## Records shown
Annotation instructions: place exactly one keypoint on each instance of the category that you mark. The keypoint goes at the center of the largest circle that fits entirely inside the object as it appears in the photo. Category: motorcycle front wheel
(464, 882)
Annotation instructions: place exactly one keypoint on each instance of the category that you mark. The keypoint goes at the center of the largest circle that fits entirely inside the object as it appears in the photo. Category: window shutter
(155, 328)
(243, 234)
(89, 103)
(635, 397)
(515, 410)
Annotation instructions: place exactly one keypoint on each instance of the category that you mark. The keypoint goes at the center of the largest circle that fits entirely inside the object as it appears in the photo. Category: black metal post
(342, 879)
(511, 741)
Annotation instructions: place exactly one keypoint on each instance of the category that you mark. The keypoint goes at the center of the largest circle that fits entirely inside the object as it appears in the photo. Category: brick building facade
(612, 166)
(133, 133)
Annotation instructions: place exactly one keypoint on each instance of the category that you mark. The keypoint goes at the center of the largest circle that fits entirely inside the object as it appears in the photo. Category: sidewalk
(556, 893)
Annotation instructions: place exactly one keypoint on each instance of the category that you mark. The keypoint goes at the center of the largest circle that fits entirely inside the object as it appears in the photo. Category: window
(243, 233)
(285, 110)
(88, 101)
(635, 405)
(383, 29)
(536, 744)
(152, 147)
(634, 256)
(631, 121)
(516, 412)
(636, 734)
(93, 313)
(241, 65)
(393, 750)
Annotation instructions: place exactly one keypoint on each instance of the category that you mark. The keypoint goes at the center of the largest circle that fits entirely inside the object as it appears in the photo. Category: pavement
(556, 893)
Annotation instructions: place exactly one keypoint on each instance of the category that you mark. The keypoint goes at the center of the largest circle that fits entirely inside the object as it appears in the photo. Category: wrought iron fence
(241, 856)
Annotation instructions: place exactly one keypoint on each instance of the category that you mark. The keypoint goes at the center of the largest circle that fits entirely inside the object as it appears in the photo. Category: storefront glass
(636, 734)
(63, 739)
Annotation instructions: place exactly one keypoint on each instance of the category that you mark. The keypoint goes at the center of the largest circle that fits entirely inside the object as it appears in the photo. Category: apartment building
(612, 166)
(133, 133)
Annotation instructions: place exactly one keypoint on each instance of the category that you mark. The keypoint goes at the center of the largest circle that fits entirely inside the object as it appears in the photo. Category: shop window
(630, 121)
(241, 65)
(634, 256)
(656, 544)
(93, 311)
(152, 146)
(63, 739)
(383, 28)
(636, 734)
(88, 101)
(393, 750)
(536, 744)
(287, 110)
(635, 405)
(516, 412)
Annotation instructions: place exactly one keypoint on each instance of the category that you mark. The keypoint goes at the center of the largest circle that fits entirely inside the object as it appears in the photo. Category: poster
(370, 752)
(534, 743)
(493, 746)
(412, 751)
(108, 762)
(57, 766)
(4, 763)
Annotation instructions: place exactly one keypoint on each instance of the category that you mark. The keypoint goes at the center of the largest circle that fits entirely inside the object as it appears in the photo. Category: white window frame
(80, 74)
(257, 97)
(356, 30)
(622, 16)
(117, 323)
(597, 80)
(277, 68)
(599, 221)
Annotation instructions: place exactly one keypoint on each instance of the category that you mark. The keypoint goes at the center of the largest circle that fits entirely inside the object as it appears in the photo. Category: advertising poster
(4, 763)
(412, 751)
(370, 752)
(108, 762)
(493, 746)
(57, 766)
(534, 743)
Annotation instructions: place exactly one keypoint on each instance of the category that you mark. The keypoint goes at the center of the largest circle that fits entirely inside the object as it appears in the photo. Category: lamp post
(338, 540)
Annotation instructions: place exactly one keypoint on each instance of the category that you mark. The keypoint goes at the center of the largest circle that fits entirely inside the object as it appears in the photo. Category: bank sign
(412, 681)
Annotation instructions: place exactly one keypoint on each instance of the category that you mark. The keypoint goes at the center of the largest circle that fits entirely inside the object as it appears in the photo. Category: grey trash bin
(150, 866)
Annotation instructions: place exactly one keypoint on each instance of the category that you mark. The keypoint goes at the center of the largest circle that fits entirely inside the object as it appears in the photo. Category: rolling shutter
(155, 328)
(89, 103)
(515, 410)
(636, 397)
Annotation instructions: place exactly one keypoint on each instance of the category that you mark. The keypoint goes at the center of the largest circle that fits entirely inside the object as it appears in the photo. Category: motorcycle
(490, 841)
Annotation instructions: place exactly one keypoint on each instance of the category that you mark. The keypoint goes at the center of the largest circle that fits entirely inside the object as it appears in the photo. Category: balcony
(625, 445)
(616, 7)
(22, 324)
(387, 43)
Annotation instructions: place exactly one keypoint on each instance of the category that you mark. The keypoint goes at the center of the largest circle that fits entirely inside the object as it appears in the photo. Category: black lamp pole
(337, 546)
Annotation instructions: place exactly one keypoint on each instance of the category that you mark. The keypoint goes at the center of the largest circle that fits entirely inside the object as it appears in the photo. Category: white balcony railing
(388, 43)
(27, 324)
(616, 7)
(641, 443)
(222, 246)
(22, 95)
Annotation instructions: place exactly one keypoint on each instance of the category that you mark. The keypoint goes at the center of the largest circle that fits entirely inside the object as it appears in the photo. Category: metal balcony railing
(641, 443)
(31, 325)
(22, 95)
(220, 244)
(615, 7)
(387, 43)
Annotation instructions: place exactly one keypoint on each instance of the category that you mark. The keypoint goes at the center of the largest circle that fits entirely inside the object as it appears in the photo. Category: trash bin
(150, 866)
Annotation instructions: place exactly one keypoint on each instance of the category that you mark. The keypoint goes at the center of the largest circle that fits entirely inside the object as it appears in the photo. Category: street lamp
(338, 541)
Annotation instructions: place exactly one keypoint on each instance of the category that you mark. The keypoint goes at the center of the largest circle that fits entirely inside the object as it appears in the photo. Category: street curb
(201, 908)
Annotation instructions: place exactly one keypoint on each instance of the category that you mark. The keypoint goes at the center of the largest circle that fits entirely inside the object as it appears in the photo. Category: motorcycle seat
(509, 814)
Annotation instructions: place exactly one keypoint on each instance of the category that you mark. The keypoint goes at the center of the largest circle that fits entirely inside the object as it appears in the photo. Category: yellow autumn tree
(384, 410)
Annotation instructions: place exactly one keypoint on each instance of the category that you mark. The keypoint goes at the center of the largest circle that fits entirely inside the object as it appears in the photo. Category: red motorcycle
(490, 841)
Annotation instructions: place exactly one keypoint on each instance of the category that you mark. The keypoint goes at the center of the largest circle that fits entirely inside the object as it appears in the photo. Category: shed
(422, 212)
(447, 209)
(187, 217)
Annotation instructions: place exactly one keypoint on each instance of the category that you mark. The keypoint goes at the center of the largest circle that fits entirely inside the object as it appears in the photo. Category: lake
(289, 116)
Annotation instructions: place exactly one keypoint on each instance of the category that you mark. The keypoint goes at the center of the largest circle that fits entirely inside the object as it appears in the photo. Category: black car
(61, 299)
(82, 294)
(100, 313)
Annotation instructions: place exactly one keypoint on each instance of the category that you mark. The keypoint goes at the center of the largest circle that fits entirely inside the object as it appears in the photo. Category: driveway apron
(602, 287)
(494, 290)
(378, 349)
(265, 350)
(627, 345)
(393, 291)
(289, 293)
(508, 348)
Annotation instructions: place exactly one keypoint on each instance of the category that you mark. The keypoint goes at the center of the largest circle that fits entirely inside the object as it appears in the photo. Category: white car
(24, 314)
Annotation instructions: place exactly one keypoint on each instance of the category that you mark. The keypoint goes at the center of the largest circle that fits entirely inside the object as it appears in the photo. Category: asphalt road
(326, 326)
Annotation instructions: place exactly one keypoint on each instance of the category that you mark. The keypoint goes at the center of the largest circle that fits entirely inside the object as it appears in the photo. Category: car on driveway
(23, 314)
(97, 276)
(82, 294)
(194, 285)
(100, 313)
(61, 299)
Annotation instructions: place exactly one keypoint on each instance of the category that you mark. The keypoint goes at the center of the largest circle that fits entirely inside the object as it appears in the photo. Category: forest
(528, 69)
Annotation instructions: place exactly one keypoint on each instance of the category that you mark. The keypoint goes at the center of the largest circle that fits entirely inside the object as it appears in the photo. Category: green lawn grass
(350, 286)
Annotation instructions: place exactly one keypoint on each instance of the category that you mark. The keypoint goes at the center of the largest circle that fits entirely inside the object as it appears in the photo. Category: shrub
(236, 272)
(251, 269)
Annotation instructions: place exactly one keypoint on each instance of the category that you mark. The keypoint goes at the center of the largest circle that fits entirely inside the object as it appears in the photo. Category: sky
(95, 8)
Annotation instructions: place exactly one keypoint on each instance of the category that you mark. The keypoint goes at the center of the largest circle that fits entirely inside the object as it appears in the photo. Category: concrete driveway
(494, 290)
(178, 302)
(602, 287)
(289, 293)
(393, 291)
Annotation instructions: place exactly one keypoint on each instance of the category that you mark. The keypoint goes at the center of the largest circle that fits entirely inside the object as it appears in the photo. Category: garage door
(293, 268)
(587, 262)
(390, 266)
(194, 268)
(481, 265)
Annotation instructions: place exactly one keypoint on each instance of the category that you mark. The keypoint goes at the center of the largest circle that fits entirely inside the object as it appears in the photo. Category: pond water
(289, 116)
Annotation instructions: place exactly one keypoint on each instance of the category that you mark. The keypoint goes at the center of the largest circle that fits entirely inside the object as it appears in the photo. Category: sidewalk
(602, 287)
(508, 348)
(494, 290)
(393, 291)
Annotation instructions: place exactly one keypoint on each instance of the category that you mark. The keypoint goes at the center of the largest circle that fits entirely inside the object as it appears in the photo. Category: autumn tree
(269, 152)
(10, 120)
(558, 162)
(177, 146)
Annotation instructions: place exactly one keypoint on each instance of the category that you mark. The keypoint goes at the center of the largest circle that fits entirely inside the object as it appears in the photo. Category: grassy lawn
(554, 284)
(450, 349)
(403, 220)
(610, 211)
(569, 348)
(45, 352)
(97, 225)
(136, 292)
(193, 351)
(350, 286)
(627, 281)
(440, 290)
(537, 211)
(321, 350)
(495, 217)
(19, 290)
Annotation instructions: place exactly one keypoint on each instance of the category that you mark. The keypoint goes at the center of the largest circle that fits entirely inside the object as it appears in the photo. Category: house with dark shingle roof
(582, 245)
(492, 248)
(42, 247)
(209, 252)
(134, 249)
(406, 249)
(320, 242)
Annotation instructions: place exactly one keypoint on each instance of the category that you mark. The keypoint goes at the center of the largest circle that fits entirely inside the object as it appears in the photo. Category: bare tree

## Required work
Repeat only the stretch of lines that opens with the line containing "Category: autumn tree" and closes with the final line of the entries, both included, exactly as written.

## Reply to the exercise
Annotation instructions: place exactly one keypoint on each instance of the category that you mark. The keypoint goes at the center of the largest circle that fits entirely inside the object as it appears in the photo. Category: autumn tree
(269, 152)
(10, 120)
(558, 162)
(177, 146)
Annotation instructions: place exactly one keypoint on each instance of the category that you mark. The keypoint goes at the center of the largest circle that fits entirely inside the object as it appears in the photo. Category: grassy lawn
(554, 284)
(450, 349)
(403, 220)
(610, 211)
(569, 348)
(45, 352)
(97, 225)
(136, 292)
(193, 351)
(350, 286)
(627, 281)
(440, 290)
(537, 211)
(321, 350)
(495, 217)
(19, 290)
Annotation instructions: place exactly one keypoint on each instance of the category that you mark. The keypoint goes at the center of the largest circle that fits entirely inside the object as it appears in the photo. Category: house with dark shingle roof
(582, 245)
(492, 248)
(42, 247)
(209, 252)
(134, 249)
(406, 249)
(320, 242)
Annotation instructions: place exactly one keypoint on each instance of the category that you mark. The keypoint goes at the center of the largest circle that fits entirely inside the object as it appears in the photo. Category: bare tree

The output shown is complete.